• [DOCUMENT EXCERPT]:
==================================================
Creative approaches are active, physically and/or intellectually. They require students to engage fully with the moment they are exploring, to analyse based on the evidence of their actual experience and to make informed critical responses to the play. They can enable and deepen a student’s insight and his/her analysis of any given moment or character. They challenge any notion that academic understanding and physical, vocal and emotional engagement with a text do not go hand in hand. Creative approaches invariably draw on, and value, imaginative engagement and response. They ask students to suspend judgement, to ask ‘what if?’. Creative approaches often require students, like actors, to turn detective and to try different approaches to exploring and analysing any given scene, character or situation.
Key benefits
Creative approaches to Shakespeare not only ensure students meet Shakespeare’s plays in the form in which they were created, as plays, but have been shown to deliver key benefits for learning and teaching. They offer us an opportunity to engage students with a range of different learning styles and can be adapted for all abilities. Often students who find Shakespeare daunting or difficult benefit most from these methods. In recent Globe Education research, boys made the most significant development after using a range of the creative approaches in this book – some climbing two attainment levels more than predicted during one Shakespeare unit.
This work is experiential. Students feel the emotions of a character and argue for their point of view. They are required to connect the physical and intellectual parts of themselves. This is the most natural state of learning. It’s how we learn as babies, trying everything physically – exploring what works. The creation of a physical and emotional memory of the play empowers students and can allow them to reach deeper and lasting levels of understanding. This idea is not new; it can be found as early as 551 BC in the work of Chinese philosopher and reformer Confucius, who said: ‘I hear and I forget. I see and I remember. I do and I understand.’
Through engaging actively with text, students gain ownership of it. Shakespeare ceases to be high art, a dead unapproachable cultural icon whose value and meaning is set in stone. By creating their own interpretations of a play or scene, students make it relevant to themselves, and in doing so play a part in reinventing Shakespeare for the current age, making the plays worth studying.
The benefits of creative approaches to Shakespeare are probably best expressed by the students themselves. The comments below are typical.
Before we started the new work, all the sitting and reading out was boring. And I couldn’t see the point of Shakespeare at all. First time we did the active work I felt a bit silly but I became more confident. I thought people would mess about but they were taking it seriously and it made me want to do it properly.
I used to get embarrassed about the language because I was worried I would say the words wrong. But now we have looked at the words in detail and done ‘hook, probe’ (see page 48–52) I don’t worry about saying them out. Now I can think about what they mean.
These were my best lessons in school, ever. I think this work benefits because with just writing, you don’t get into the words. I think I understand why Shakespeare uses his words. The language is different and active work has helped me to understand the language.
I enjoyed the tasks and activities we had to do … they helped me understand Shakespeare more. Understanding the words was difficult but the activities helped me. I did well. I thought the lessons were brilliant. I would like to do more of this work because of GCSE. I could get high grades.
==================================================
• [DATA EXCERPT]:
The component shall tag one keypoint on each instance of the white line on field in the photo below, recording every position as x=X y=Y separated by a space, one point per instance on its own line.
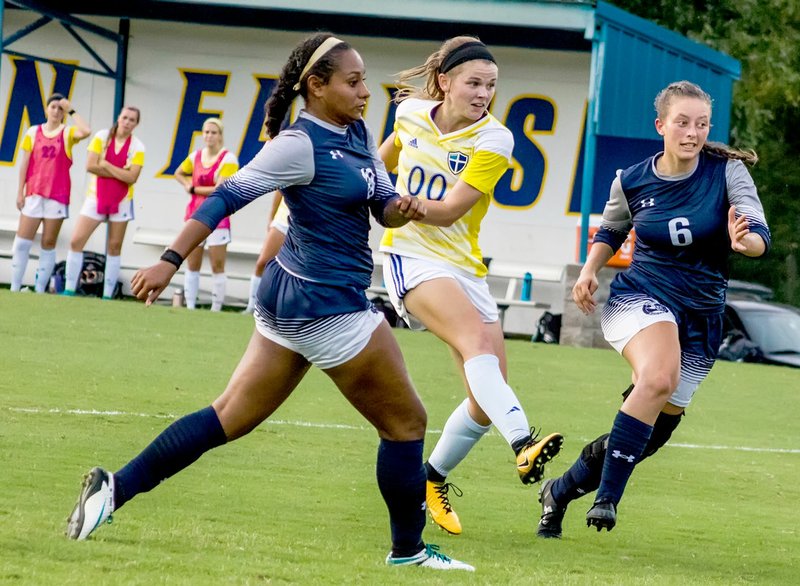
x=56 y=411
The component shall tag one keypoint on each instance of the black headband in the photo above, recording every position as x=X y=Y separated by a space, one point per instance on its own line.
x=466 y=52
==================================================
• [OBJECTIVE A]: According to the excerpt on creative approaches to Shakespeare, which students made the most significant development in the recent Globe Education research?
• [OBJECTIVE B]: Extend the excerpt on creative approaches to Shakespeare, picking up right after its final sentence.

• [TASK ANSWER A]: Boys made the most significant development, with some climbing two attainment levels more than predicted during one Shakespeare unit.

• [TASK ANSWER B]:
The text is central to learning
All we know for certain about Shakespeare’s plays are contained in the words of the plays themselves. Everything else, including many of the stage directions which were added later by editors of play editions, is conjecture or a ‘best guess’. All we have are the words, and they are all we need, for everything that is necessary to know about the play is found in the text itself. For this reason activities in this book centre around text, either working with the text directly or through a series of exercises that will help students to access text. Engagement with the text at all times remains the primary goal. In a rehearsal room actors may have spent some time researching their role, but in the rehearsals themselves they are focused on interpreting the words of the play and how their character relates to those around them. This is how they create or discover meaning. The text here is not passive. In a rehearsal the function of language is not to be beautiful or poetic (although it may be both). Language here is physical. Characters speak because they want to communicate a desire or idea – to get something, or to make something happen.
When we study a play with students we often often talk about it in terms of divisions, e.g. plot, character, language. While these can be useful they are, to an extent, artificial. Everything is in the language of the play and it should always be at the centre of any study. This does not mean that it is sacred in any way – in fact, quite the opposite. While Globe Education never changes the actual words or meaning of the text for an exercise, it is frequently cut to maximize learning, or to achieve a particular learning objective. The importance of language and the freedom to cut text lie at the heart of all the approaches in the book. Ways of cutting text are explored in detail on pages 31–6.
The importance of the text does not mean it is always the starting point of sessions. Globe Education Consultant Chris Stafford always maintains ‘the words are the last thing’ when planning an exercise for young people. His point is that it is important to engage with why a character speaks before they speak. Exploring the story of the play is a powerful tool and central to many of the approaches in this book. The universal power of the stories and characters’ dilemmas and choices are one of the reason...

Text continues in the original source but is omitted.